> **Written task**
Rewrite the items below in the stretch from the line containing "Pinpoint wooden chair here." through the line containing "xmin=177 ymin=57 xmax=217 ymax=127", requests included. Multiply every box coordinate in the answers by 1.35 and round to the nearest whole number, with halves rounded up.

-- Begin --

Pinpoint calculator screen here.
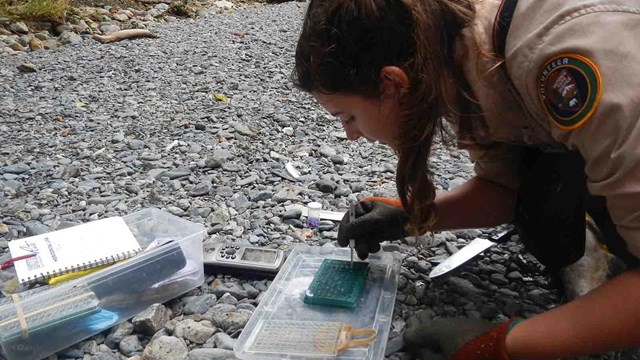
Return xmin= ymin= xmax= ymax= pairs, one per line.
xmin=242 ymin=248 xmax=278 ymax=263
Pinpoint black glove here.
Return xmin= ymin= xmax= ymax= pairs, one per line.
xmin=403 ymin=311 xmax=519 ymax=360
xmin=338 ymin=197 xmax=409 ymax=260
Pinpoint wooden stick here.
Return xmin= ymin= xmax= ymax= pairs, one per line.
xmin=92 ymin=29 xmax=158 ymax=44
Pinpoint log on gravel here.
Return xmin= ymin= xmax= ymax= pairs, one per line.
xmin=92 ymin=29 xmax=158 ymax=44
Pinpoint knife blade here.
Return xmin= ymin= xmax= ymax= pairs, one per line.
xmin=429 ymin=226 xmax=516 ymax=279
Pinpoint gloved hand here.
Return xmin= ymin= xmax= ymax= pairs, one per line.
xmin=403 ymin=311 xmax=521 ymax=360
xmin=338 ymin=197 xmax=409 ymax=260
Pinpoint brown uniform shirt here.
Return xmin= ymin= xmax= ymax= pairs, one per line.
xmin=457 ymin=0 xmax=640 ymax=257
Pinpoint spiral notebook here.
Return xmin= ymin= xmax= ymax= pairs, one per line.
xmin=9 ymin=217 xmax=142 ymax=285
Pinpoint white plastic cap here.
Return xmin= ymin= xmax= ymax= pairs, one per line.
xmin=307 ymin=201 xmax=322 ymax=210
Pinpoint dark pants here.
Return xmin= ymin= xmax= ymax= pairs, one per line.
xmin=514 ymin=147 xmax=640 ymax=272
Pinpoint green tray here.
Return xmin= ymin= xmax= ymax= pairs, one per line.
xmin=304 ymin=259 xmax=369 ymax=309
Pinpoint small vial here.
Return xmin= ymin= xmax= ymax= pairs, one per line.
xmin=307 ymin=202 xmax=322 ymax=229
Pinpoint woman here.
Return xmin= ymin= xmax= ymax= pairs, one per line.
xmin=294 ymin=0 xmax=640 ymax=360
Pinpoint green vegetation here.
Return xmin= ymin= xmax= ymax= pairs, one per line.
xmin=0 ymin=0 xmax=69 ymax=21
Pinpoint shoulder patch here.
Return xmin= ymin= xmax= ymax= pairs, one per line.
xmin=538 ymin=54 xmax=602 ymax=130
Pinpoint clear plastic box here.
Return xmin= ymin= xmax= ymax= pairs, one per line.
xmin=234 ymin=246 xmax=401 ymax=360
xmin=0 ymin=208 xmax=206 ymax=360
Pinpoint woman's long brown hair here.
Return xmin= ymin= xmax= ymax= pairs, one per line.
xmin=293 ymin=0 xmax=475 ymax=235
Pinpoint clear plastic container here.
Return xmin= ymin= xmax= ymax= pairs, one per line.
xmin=0 ymin=208 xmax=206 ymax=360
xmin=234 ymin=246 xmax=400 ymax=360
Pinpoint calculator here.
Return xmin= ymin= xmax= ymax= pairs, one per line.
xmin=203 ymin=244 xmax=285 ymax=278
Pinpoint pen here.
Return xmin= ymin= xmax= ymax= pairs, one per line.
xmin=0 ymin=253 xmax=38 ymax=270
xmin=349 ymin=203 xmax=356 ymax=269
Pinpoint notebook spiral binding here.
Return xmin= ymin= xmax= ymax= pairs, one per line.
xmin=20 ymin=249 xmax=142 ymax=285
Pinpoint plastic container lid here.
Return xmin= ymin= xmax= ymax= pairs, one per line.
xmin=234 ymin=246 xmax=400 ymax=360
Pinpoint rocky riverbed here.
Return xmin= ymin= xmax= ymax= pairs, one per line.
xmin=0 ymin=2 xmax=631 ymax=360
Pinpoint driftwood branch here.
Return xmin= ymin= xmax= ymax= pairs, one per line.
xmin=92 ymin=29 xmax=158 ymax=44
xmin=136 ymin=0 xmax=171 ymax=4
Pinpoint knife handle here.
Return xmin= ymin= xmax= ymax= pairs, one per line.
xmin=489 ymin=225 xmax=517 ymax=244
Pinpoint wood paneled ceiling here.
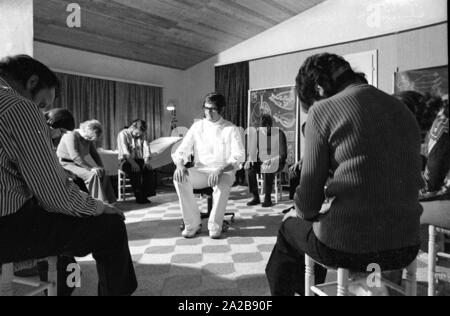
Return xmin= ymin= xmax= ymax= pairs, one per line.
xmin=34 ymin=0 xmax=324 ymax=69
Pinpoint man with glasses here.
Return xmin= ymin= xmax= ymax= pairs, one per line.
xmin=172 ymin=93 xmax=245 ymax=239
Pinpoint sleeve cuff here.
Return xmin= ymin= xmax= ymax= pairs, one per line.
xmin=93 ymin=200 xmax=105 ymax=215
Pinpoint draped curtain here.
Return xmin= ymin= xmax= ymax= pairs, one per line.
xmin=55 ymin=73 xmax=163 ymax=149
xmin=215 ymin=62 xmax=250 ymax=129
xmin=115 ymin=82 xmax=164 ymax=146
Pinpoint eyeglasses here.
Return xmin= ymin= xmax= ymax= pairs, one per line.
xmin=203 ymin=106 xmax=219 ymax=112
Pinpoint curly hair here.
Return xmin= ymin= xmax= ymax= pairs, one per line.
xmin=80 ymin=120 xmax=103 ymax=139
xmin=296 ymin=53 xmax=362 ymax=111
xmin=0 ymin=55 xmax=60 ymax=95
xmin=203 ymin=92 xmax=227 ymax=113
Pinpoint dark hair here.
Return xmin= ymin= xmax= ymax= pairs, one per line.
xmin=0 ymin=55 xmax=59 ymax=95
xmin=261 ymin=114 xmax=273 ymax=127
xmin=203 ymin=92 xmax=227 ymax=113
xmin=296 ymin=53 xmax=358 ymax=111
xmin=394 ymin=91 xmax=444 ymax=132
xmin=44 ymin=108 xmax=75 ymax=131
xmin=130 ymin=120 xmax=147 ymax=133
xmin=355 ymin=72 xmax=369 ymax=84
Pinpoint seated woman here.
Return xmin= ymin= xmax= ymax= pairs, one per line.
xmin=266 ymin=54 xmax=422 ymax=296
xmin=44 ymin=108 xmax=89 ymax=194
xmin=57 ymin=120 xmax=117 ymax=204
xmin=421 ymin=98 xmax=450 ymax=229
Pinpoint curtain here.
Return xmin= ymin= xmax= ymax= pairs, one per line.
xmin=115 ymin=82 xmax=164 ymax=146
xmin=215 ymin=62 xmax=250 ymax=129
xmin=56 ymin=73 xmax=116 ymax=149
xmin=55 ymin=73 xmax=164 ymax=149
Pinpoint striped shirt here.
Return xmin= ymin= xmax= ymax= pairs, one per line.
xmin=0 ymin=77 xmax=104 ymax=220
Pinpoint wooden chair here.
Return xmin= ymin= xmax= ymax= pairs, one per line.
xmin=305 ymin=255 xmax=417 ymax=296
xmin=117 ymin=169 xmax=134 ymax=202
xmin=0 ymin=257 xmax=58 ymax=296
xmin=258 ymin=172 xmax=283 ymax=204
xmin=428 ymin=226 xmax=450 ymax=296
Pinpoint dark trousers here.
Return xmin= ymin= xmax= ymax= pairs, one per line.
xmin=122 ymin=159 xmax=156 ymax=201
xmin=0 ymin=200 xmax=137 ymax=296
xmin=266 ymin=218 xmax=419 ymax=296
xmin=289 ymin=171 xmax=300 ymax=200
xmin=247 ymin=162 xmax=284 ymax=201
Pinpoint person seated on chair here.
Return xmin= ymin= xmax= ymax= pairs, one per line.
xmin=56 ymin=120 xmax=117 ymax=204
xmin=0 ymin=55 xmax=137 ymax=296
xmin=244 ymin=114 xmax=287 ymax=207
xmin=420 ymin=97 xmax=450 ymax=227
xmin=421 ymin=102 xmax=450 ymax=200
xmin=172 ymin=93 xmax=245 ymax=239
xmin=266 ymin=53 xmax=422 ymax=296
xmin=117 ymin=120 xmax=156 ymax=204
xmin=44 ymin=108 xmax=89 ymax=194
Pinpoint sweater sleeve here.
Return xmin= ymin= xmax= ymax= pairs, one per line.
xmin=294 ymin=109 xmax=330 ymax=220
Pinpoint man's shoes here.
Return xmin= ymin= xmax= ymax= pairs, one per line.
xmin=209 ymin=231 xmax=222 ymax=239
xmin=181 ymin=227 xmax=202 ymax=239
xmin=262 ymin=200 xmax=275 ymax=208
xmin=136 ymin=199 xmax=152 ymax=204
xmin=247 ymin=198 xmax=261 ymax=206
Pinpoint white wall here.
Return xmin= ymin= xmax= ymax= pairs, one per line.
xmin=0 ymin=0 xmax=34 ymax=58
xmin=218 ymin=0 xmax=447 ymax=65
xmin=250 ymin=23 xmax=448 ymax=93
xmin=34 ymin=42 xmax=184 ymax=136
xmin=177 ymin=57 xmax=217 ymax=127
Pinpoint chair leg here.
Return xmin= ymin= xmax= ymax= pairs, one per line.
xmin=405 ymin=260 xmax=417 ymax=297
xmin=428 ymin=225 xmax=437 ymax=296
xmin=117 ymin=170 xmax=123 ymax=202
xmin=305 ymin=255 xmax=315 ymax=297
xmin=48 ymin=257 xmax=58 ymax=296
xmin=337 ymin=269 xmax=350 ymax=296
xmin=271 ymin=176 xmax=279 ymax=204
xmin=0 ymin=263 xmax=14 ymax=296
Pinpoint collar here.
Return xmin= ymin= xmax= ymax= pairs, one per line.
xmin=0 ymin=76 xmax=20 ymax=96
xmin=204 ymin=117 xmax=225 ymax=125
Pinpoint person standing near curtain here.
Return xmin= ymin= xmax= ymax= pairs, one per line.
xmin=245 ymin=114 xmax=287 ymax=207
xmin=172 ymin=93 xmax=245 ymax=239
xmin=117 ymin=120 xmax=156 ymax=204
xmin=57 ymin=120 xmax=117 ymax=204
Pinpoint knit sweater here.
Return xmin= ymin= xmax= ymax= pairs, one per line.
xmin=295 ymin=85 xmax=422 ymax=254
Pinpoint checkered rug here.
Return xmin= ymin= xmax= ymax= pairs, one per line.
xmin=69 ymin=187 xmax=450 ymax=296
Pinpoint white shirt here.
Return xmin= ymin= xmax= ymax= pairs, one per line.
xmin=172 ymin=118 xmax=245 ymax=170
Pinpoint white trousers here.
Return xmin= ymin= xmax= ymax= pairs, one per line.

-- End --

> **Solution for this exercise**
Pinpoint wooden chair here.
Return xmin= ymin= xmax= ymax= pairs, one per line.
xmin=412 ymin=344 xmax=563 ymax=400
xmin=158 ymin=228 xmax=181 ymax=273
xmin=0 ymin=347 xmax=78 ymax=400
xmin=348 ymin=232 xmax=382 ymax=275
xmin=578 ymin=305 xmax=608 ymax=400
Pinpoint dark trousers here.
Return xmin= ymin= xmax= ymax= pairs, one per line.
xmin=165 ymin=215 xmax=211 ymax=271
xmin=0 ymin=270 xmax=185 ymax=400
xmin=359 ymin=294 xmax=566 ymax=400
xmin=390 ymin=231 xmax=405 ymax=270
xmin=333 ymin=219 xmax=383 ymax=271
Pinpoint person seated on chair here.
Return xmin= ymin= xmax= ymax= pairs, one per line.
xmin=76 ymin=162 xmax=158 ymax=275
xmin=0 ymin=74 xmax=185 ymax=400
xmin=329 ymin=154 xmax=387 ymax=279
xmin=567 ymin=131 xmax=608 ymax=306
xmin=568 ymin=138 xmax=608 ymax=270
xmin=232 ymin=126 xmax=331 ymax=323
xmin=359 ymin=72 xmax=570 ymax=400
xmin=158 ymin=162 xmax=211 ymax=275
xmin=59 ymin=146 xmax=120 ymax=262
Pinpoint sweater sleeve here.
Return xmin= ymin= xmax= ymax= pairs, one per line.
xmin=397 ymin=147 xmax=446 ymax=297
Pinpoint man's shoes here.
Return xmin= ymin= xmax= ymax= pairs, one per line.
xmin=282 ymin=312 xmax=300 ymax=323
xmin=244 ymin=306 xmax=273 ymax=323
xmin=354 ymin=270 xmax=371 ymax=281
xmin=184 ymin=269 xmax=205 ymax=275
xmin=333 ymin=267 xmax=352 ymax=278
Pinpoint white wall here.
Return xmin= ymin= xmax= ymax= pairs, one per line.
xmin=0 ymin=0 xmax=46 ymax=78
xmin=294 ymin=0 xmax=603 ymax=88
xmin=338 ymin=31 xmax=605 ymax=126
xmin=46 ymin=57 xmax=248 ymax=184
xmin=239 ymin=77 xmax=293 ymax=171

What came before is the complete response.